[What needs to be done]:
Say the data back exactly as it is written below.

[Data for processing]:
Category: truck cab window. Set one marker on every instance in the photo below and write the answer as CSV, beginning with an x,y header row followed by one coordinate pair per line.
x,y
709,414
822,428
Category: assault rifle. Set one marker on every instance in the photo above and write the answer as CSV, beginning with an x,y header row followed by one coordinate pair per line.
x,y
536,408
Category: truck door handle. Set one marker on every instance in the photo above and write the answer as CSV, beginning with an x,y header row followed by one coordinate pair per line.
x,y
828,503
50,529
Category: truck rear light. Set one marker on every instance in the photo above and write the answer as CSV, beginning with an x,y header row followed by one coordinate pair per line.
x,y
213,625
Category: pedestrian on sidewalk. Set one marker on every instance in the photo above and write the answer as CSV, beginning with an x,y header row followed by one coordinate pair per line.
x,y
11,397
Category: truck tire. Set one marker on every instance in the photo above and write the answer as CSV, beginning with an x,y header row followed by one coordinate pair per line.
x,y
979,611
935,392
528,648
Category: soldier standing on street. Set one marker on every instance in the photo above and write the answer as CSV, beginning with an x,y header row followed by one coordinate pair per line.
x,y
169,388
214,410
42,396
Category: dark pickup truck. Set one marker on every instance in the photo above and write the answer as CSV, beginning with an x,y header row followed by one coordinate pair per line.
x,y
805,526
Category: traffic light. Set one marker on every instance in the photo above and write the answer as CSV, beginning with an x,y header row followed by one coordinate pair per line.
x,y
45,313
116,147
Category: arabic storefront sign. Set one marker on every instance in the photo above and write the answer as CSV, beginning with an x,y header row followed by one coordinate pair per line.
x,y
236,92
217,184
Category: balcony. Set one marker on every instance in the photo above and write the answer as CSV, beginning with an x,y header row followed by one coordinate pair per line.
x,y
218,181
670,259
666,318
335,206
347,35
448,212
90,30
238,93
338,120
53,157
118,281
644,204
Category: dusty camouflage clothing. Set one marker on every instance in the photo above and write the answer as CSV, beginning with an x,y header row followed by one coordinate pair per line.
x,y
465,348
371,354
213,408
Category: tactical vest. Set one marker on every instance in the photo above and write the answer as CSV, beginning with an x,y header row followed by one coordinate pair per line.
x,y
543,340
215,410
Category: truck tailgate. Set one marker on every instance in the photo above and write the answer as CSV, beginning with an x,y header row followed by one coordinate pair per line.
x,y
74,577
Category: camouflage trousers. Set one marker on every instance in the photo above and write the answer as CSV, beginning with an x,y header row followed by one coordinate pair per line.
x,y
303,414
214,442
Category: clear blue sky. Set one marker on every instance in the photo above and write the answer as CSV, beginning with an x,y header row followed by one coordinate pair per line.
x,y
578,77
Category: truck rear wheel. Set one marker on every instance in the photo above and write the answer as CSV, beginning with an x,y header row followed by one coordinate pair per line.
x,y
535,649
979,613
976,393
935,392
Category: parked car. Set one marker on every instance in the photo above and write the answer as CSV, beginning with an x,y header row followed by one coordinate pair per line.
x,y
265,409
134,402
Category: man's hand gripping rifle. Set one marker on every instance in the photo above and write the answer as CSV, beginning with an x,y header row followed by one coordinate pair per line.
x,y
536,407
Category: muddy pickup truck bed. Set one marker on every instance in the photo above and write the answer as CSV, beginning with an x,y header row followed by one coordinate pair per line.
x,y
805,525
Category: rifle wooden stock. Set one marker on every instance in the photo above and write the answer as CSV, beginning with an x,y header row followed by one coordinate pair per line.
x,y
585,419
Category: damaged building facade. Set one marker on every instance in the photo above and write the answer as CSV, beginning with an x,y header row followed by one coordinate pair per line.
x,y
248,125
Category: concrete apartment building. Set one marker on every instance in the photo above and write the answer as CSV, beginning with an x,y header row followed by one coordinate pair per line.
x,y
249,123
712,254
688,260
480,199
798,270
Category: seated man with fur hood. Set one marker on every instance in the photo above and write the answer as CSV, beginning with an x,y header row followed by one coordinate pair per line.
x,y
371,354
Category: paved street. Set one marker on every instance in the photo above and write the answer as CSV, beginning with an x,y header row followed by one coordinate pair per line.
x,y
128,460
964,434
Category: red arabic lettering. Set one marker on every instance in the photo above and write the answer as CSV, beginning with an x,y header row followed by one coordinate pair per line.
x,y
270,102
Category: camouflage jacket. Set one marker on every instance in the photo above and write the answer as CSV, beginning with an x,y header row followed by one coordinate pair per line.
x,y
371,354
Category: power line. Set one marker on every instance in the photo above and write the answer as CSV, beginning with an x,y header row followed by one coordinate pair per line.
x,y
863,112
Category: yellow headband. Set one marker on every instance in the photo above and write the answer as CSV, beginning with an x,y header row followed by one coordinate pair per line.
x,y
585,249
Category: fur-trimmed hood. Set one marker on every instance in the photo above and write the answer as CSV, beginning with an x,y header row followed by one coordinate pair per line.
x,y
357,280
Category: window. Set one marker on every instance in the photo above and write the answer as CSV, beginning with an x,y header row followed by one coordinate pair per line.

[Written solution]:
Category: truck cab window. Set one marker on every instance in the photo below and write the answer as CSV, beginning with an x,y header row followed by one coordinate pair per line.
x,y
709,414
822,428
Category: assault rifle. Set one marker on every instance in the photo above and write the answer as CSV, beginning with an x,y header row followed by one coordinate pair per line.
x,y
536,408
Category: truck door handle. Set one marker on every instance in the photo above and write the answer as CSV, beginning with an x,y header row followed by one coordinate pair per line.
x,y
828,503
50,529
Category: truck rear light. Set one marker on every instance in the photo above and write the answer as CSV, beginning with an x,y header row followed by one coordinate pair per line.
x,y
213,625
Category: pedestrian on sidewalk. Set one marker on every instance in the photo above and write the answer as CSV, beginning with an x,y header row followed by one coordinate pair per line.
x,y
11,397
Category: truck tire. Set one marker on every instance in the photo above and write the answer as CSV, beginning with an x,y header row followed by one coordinate pair per line.
x,y
979,611
935,392
528,648
Category: soldier standing on street. Set one marker on every instance in the photo above and write the answer as CSV, beginning with an x,y header row followed by one coordinate pair per line.
x,y
169,388
214,410
42,396
Category: dark pickup truck. Set one marker on every instance in the photo above and write the answer as CSV, beginning with an x,y header row followed by one coordinate pair per line.
x,y
805,526
Category: traffic light. Set one marker on every instance in the photo above and write the answer as CSV, beginning with an x,y header row followed by one coordinate pair per line.
x,y
45,313
116,147
Category: arabic storefront sign. Set one marker on every instance in the photo above and write the answer as CSV, beginning with an x,y header row followed by one coordinate pair per line.
x,y
236,92
217,184
Category: balcony. Set one marker on every instance in the photo above and write the answer as CSV, beginning with an x,y header row followed by one coordinate pair per line.
x,y
218,181
670,259
666,318
335,206
347,35
448,212
90,30
238,93
338,120
53,157
118,281
644,204
Category: dusty camouflage clothing. Set one marker on every instance in the photo above and write the answer as CSV, beginning with an x,y header row followed by one coordinate pair per line.
x,y
465,348
371,354
213,408
Category: tactical vest. Set one marker on every instance in the photo above and write the answer as CSV, beginning with an x,y header row followed by one coordinate pair per line.
x,y
543,340
215,410
Category: truck tailgate. Set one marker on every instance in the photo above and write the answer as CSV, beginning with an x,y header row followed by one coordinate pair per line.
x,y
74,577
Category: camouflage trousers. Set one marker on every instance in the photo above and write the answer as CSV, beginning with an x,y header row followed by one coordinate pair per line.
x,y
303,414
214,442
Category: clear blue sky. Set one marker on every instance in the photo above and write the answer as CSV, beginning with an x,y header row followed by one coordinate pair per line.
x,y
578,77
Category: truck rear wheel. Set one marker on every instance in the photo above and write the answer as CSV, beginning with an x,y header row followed by one coordinate pair per line.
x,y
535,649
979,613
976,393
935,392
Category: parked car. Set one marker on every instance in the photo above and write the answer as CSV, beginning with an x,y header row followed by one coordinate pair per line.
x,y
265,409
134,402
Category: man's hand gripping rifle. Set one marker on every instance in the photo above and write the answer as CSV, beginning with an x,y header row followed by one coordinate pair per line.
x,y
536,407
Category: muddy pickup truck bed. Set one marker on every instance in the photo above and write the answer as CSV, beginning with an x,y header row followed by one coordinate pair per line.
x,y
805,525
Category: rifle wooden stock. Set one marker on every instance in the photo above and write the answer as CSV, beginning with an x,y header row followed by one coordinate pair per line.
x,y
585,419
Category: damaged building facade. Set one marker on every instance in the photo above and write the answer as CSV, beginning with an x,y header row followed by one coordinate pair per line.
x,y
248,125
Category: concrete apartment building. Set one marker on every instance in the photo above and write the answer as CSV, beginning with an x,y header row followed by one coordinate pair per line.
x,y
249,123
712,254
688,260
480,199
798,270
Category: seated man with fur hood. Set one marker on every instance in the photo above and write the answer as CSV, beginning with an x,y header row followed by one coordinate pair per line.
x,y
371,354
Category: paved street. Set one marker on every instance in the photo above and write the answer as CSV, beginning with an x,y header row followed by one coordinate pair per line.
x,y
128,460
964,434
Category: red arabic lettering. Set one marker on every instance in the photo above and write the answer as CSV, beginning with an x,y header row followed by one coordinate pair per line.
x,y
270,102
Category: camouflage jacket. Set one marker on every instance in the photo above and write the answer as CSV, beginning with an x,y header row followed by one coordinate pair per line.
x,y
371,354
Category: power line. Set one marker on every instance in the photo above and write the answer as CSV, beginning with an x,y header row followed by one coordinate pair per line.
x,y
863,112
Category: yellow headband. Set one marker on every instance in the photo above and write the answer as CSV, beginning with an x,y header row followed by one coordinate pair per line.
x,y
585,249
Category: fur-trimmed hood. Set one marker on every instance in the photo above and write the answer as CSV, beginning with an x,y header row followed by one coordinate pair per line.
x,y
357,280
Category: window. Set one marker on every instance in the photo above and write the answer as CSV, beginning with an x,y header row followed by one coordinate pair per line.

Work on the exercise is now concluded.